_PASSAGE TO READ_

----------

Pressure lowering additives in 10, 20, or even 50% quantities cause non-homogeneity problems that are quite obvious and relatively easy to solve. It should however be noted that not everyone has just automatically come to the correct conclusions in regard to what was wrong with these engines when the bulk of the fuel was not burning in late compression ignition mode. Just as when an engine is running just in full flame front travel mode at 6,000RPM and making a small amount of power the extremely large and dramatic power increase associated with a bit more spark advance or a bit higher compression ratio to get the gasoline to pop off on late compression ignition can be a bit shocking. One common misconception is that it is something about the type of fuel that makes such a difference. Many observers would claim that it is not the same gasoline in the engine when it is making four times as much power at 6,000RPM. When faced with overwhelming evidence that it is in fact the same gasoline because the gas tank was undisturbed while the spark timing was bumped up a few degrees many people then tend to think that it is something else in the gasoline that is causing the dramatic increase in power generation. A common idea is that a high explosive such as nitro methane was present in the gasoline, and only when the temperature and pressure in the combustion chamber was increased by increasing the spark advance did that high explosive ignite and cause a dramatic increase in power output.

----------

_TASK 1_
Decide whether each statement agrees with the engine combustion passage. Answer yes or no and quote the deciding words.
(a) Pressure lowering additives in 10, 20, or 50% quantities cause non-homogeneity problems that are hard to solve.
(b) Many observers would claim the gasoline is different when the engine makes four times as much power at 6,000RPM.
(c) The gas tank was refilled before the spark timing was bumped up.
_TASK 2_
Proceed with the engine combustion passage, picking up after its final sentence.

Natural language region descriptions
----------

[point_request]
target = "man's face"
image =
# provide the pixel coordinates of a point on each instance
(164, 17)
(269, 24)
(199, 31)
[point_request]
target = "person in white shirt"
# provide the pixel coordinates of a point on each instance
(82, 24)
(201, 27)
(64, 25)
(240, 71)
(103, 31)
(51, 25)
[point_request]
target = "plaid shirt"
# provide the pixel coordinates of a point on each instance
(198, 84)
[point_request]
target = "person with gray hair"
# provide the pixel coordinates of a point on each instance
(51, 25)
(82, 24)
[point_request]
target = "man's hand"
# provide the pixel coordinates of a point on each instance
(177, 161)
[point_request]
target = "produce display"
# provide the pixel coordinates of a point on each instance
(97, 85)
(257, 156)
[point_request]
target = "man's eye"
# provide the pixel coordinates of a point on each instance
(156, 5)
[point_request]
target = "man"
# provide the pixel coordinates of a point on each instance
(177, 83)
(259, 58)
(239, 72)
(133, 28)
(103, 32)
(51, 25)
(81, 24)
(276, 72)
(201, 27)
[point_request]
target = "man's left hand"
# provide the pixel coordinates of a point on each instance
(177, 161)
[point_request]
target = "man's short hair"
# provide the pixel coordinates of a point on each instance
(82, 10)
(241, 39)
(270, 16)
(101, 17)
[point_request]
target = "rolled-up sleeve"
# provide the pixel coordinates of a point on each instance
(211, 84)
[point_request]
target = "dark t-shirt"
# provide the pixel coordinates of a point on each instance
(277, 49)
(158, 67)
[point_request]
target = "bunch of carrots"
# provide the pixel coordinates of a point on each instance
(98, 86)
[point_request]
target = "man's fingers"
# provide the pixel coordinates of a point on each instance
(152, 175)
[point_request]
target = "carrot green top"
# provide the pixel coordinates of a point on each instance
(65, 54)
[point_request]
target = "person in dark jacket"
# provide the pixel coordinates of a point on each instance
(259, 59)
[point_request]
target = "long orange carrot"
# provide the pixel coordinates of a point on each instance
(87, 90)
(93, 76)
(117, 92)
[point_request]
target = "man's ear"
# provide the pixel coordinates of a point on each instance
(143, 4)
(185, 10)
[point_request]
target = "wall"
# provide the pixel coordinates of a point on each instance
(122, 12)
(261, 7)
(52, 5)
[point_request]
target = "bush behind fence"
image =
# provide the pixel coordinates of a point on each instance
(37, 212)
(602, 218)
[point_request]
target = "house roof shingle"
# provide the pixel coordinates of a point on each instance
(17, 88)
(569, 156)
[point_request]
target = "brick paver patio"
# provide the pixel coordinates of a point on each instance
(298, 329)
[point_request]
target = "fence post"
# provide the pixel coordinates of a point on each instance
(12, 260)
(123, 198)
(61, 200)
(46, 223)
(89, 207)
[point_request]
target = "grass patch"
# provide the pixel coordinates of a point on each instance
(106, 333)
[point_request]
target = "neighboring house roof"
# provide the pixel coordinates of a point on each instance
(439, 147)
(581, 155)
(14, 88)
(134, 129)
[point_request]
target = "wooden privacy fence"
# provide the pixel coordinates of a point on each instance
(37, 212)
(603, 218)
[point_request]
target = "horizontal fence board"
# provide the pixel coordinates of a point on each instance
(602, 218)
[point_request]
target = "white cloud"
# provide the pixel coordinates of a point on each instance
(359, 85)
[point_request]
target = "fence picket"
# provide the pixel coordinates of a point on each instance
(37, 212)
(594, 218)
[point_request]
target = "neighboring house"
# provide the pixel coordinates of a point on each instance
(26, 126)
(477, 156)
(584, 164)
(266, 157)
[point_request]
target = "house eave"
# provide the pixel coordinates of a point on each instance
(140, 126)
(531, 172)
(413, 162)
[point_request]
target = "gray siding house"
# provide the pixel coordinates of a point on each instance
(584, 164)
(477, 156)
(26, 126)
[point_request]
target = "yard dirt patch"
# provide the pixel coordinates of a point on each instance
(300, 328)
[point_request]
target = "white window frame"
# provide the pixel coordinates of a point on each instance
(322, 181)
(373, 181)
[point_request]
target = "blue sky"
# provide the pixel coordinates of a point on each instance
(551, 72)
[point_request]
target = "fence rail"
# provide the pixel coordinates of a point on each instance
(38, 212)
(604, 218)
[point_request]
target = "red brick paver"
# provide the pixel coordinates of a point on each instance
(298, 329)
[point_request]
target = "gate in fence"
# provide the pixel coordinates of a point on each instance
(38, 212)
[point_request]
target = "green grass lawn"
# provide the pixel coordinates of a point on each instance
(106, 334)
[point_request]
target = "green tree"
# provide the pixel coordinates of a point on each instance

----------

_ANSWER SPACE 1_
(a) No: "quite obvious and relatively easy to solve"
(b) Yes: "Many observers would claim that it is not the same gasoline in the engine when it is making four times as much power at 6,000RPM"
(c) No: "the gas tank was undisturbed while the spark timing was bumped up a few degrees"

_ANSWER SPACE 2_
In the case of a non-homogeneous gasoline the analogy is similar. It really is part of the gasoline popping off on late compression ignition while a large part of the gasoline does not pop off on late compression ignition. The difference is that the non-homogeneous gasoline is just the cheapest combustion fuel that will work in a 9:1 or 10:1 gasoline engine, where nitro methane on the other hand is an expensive and difficult to obtain high explosive that would increase the total cost of the fuel dramatically. The difference can also be observed by changing jetting. If twice as much fuel is dumped in then twice as much energy can be released from the nitro methane. A normally aspirated engine running nitro methane can make huge amounts of power essentially right up to the limits of the strength of the pistons, rods and crankshaft. Combustion fuel on the other hand makes only very slightly more power with richer mixtures. A gasoline engine jetted just right for a particular combustion fuel might be able to be made to deliver 5% more power by dumping in 10% more fuel. Dumping in 15% more fuel though does not result in any noticeable power increase and dumping 20% more fuel in may actually cause a reduction in power output.